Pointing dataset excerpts
+-------+
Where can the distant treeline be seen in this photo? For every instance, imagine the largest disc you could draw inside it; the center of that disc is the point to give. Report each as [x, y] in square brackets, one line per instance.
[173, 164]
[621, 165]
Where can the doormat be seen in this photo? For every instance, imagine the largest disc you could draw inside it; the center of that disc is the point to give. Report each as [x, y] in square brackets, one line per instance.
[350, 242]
+-------+
### WHAT THE TASK ASKS
Write out all of the data above again, requests included, but multiply each coordinate in the answers by 0.25 and round to whole numbers, with halves rounding up. Leave the requests and their sample formats unchanged.

### ANSWER TO THE TASK
Where can the distant treeline be seen in this photo? For every instance, imagine the largest disc you could draw inside it; the center of that disc is the point to give. Report each as [x, y] in square brackets, one line per instance.
[43, 41]
[155, 41]
Where can the doormat be seen in this photo? For every instance, imagine the largest disc you could draw inside it; the center of that disc is the point to give. Report each as [x, y] in square brackets, one line per instance.
[88, 61]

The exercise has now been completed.